■ **Given data**:
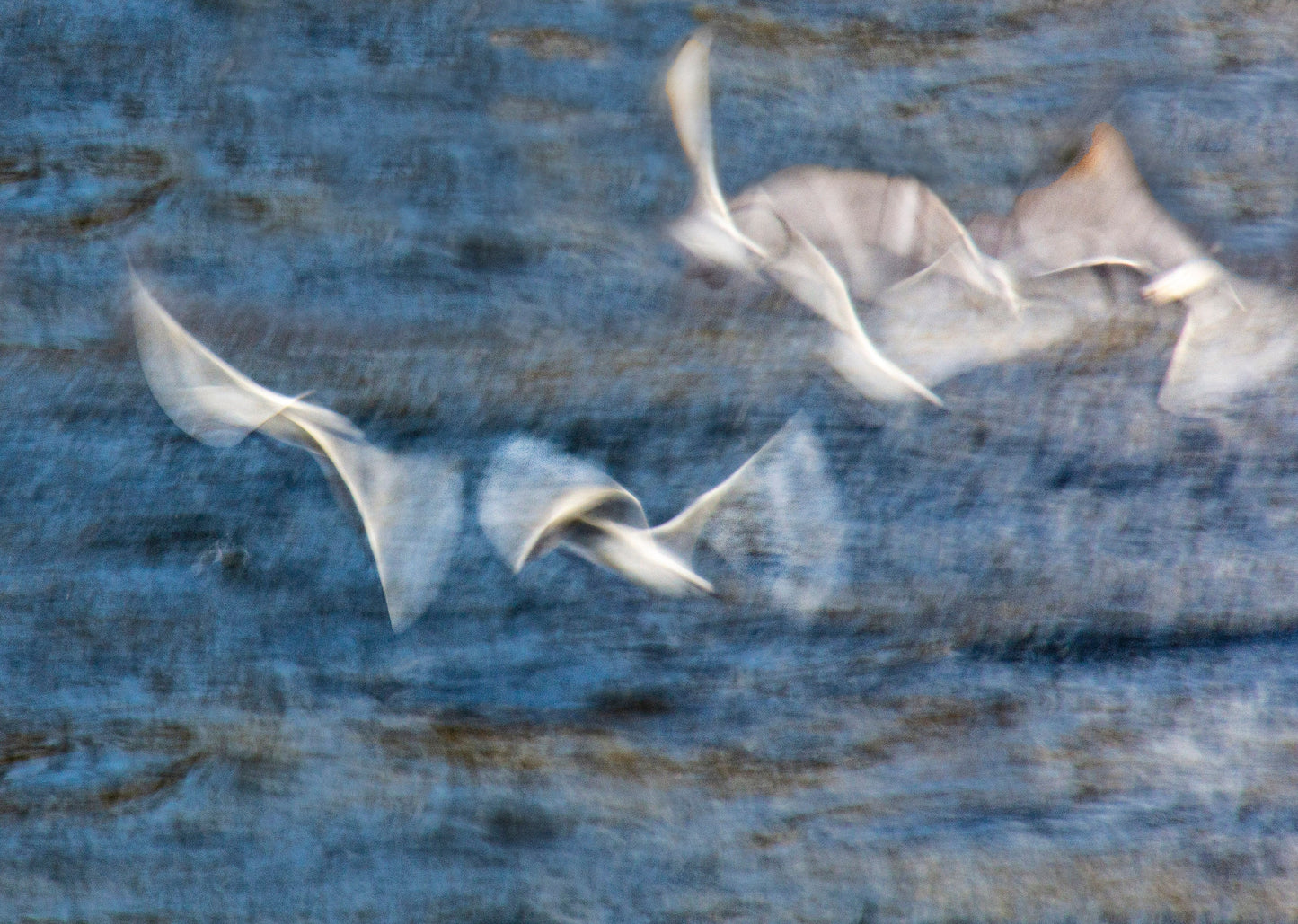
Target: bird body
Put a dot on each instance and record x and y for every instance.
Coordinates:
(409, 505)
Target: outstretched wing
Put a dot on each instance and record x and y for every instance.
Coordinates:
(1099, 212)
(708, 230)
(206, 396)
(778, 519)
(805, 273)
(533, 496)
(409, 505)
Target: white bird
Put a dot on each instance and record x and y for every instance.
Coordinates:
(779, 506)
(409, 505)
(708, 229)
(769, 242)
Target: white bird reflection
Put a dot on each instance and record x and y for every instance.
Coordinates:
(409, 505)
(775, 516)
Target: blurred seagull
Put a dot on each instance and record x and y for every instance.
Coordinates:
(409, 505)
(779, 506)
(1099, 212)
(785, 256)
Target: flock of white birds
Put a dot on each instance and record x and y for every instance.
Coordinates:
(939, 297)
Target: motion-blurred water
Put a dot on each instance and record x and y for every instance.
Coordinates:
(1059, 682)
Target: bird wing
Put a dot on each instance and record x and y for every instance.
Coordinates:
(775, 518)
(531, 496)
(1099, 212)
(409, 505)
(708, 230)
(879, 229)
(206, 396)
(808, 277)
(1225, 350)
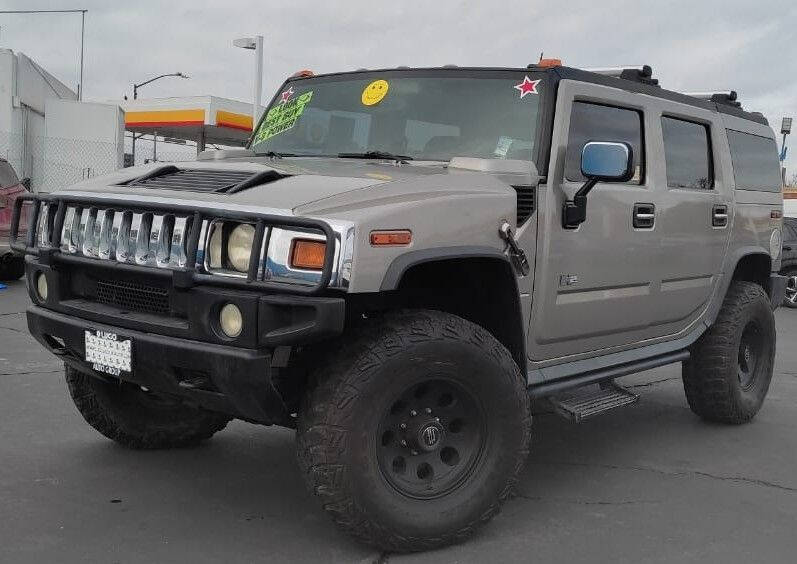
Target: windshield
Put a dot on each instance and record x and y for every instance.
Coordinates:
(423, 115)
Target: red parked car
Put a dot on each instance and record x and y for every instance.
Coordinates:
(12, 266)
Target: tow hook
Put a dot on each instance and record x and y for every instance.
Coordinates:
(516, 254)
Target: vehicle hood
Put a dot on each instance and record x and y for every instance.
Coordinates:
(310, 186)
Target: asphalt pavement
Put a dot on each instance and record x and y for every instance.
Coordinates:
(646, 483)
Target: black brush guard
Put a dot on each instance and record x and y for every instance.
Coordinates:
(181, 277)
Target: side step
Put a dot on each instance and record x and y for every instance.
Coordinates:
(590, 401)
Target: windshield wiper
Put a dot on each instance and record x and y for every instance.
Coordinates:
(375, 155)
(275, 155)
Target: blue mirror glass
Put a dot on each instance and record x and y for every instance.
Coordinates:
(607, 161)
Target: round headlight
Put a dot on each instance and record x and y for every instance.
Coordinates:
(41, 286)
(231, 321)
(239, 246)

---

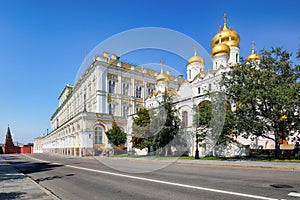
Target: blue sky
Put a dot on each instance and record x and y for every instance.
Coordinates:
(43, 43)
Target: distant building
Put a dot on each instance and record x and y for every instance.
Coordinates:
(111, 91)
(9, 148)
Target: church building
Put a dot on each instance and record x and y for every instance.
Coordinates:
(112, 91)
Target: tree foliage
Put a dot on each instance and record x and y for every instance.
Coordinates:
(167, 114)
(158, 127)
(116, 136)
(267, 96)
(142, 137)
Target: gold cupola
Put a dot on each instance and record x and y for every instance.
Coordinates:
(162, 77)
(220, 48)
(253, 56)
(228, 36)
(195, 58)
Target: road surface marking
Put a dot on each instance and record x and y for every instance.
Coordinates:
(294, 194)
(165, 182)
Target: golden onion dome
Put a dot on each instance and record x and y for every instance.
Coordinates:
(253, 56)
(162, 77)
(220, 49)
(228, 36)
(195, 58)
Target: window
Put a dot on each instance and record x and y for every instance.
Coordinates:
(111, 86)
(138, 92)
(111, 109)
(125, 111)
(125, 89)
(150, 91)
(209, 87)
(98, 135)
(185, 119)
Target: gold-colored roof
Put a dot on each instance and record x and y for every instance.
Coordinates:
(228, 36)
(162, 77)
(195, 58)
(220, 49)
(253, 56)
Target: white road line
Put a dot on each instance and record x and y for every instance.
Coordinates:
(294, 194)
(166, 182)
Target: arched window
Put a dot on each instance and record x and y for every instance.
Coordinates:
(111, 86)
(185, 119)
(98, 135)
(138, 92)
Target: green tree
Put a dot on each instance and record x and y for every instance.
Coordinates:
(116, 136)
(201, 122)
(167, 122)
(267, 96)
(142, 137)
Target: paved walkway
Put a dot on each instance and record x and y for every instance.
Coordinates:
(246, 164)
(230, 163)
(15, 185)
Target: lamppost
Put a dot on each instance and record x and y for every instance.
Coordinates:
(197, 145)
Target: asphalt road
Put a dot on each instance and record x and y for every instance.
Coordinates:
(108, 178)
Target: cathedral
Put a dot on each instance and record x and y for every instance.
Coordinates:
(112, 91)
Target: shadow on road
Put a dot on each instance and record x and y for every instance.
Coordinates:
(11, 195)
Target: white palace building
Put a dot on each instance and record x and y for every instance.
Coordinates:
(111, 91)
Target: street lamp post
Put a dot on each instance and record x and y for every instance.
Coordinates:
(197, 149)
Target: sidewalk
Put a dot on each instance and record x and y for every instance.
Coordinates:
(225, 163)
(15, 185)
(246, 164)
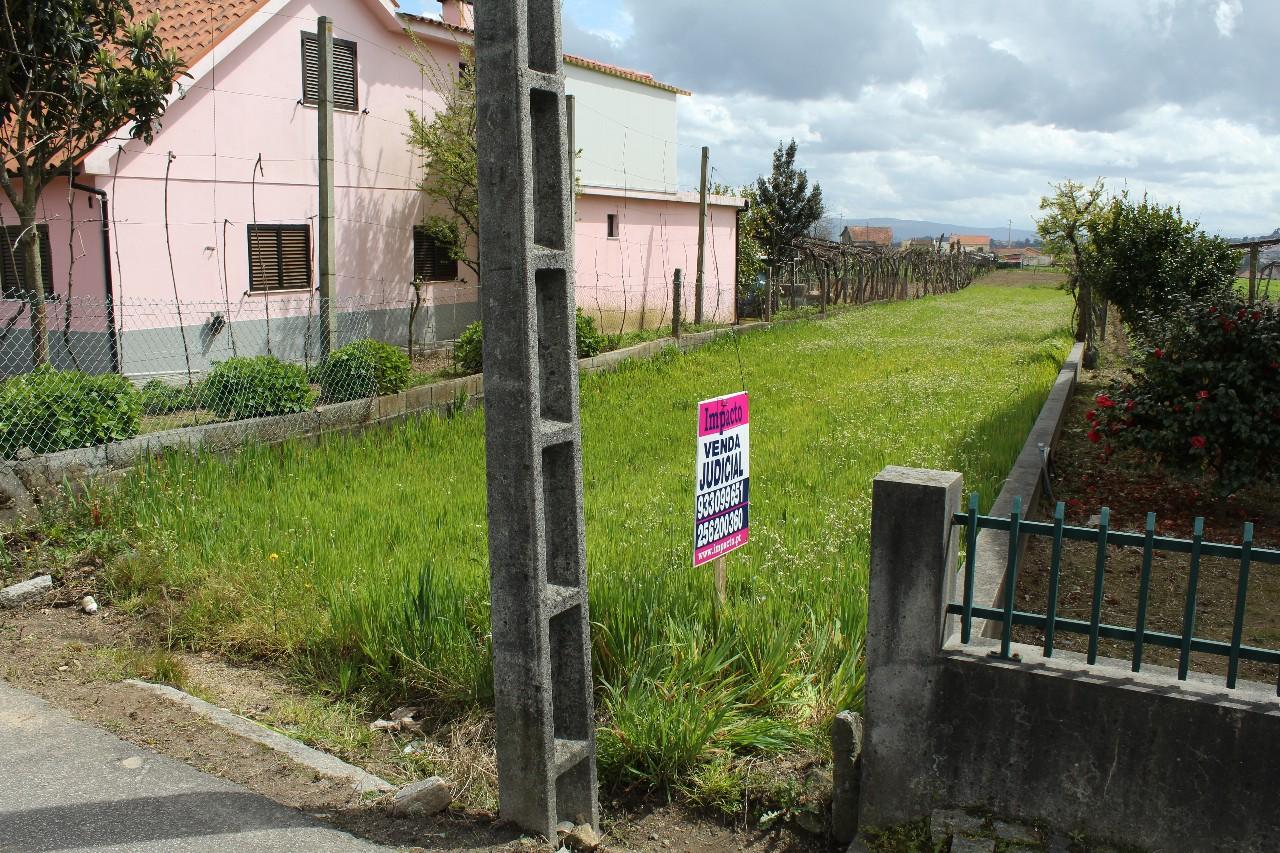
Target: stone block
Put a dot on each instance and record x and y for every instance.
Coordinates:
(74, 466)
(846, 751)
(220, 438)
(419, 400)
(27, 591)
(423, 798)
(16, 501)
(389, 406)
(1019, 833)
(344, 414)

■ **Your instructions**: Read through the entries, then copy every line where the string "windshield" is found.

■ **The answer**:
Target: windshield
Target: windshield wiper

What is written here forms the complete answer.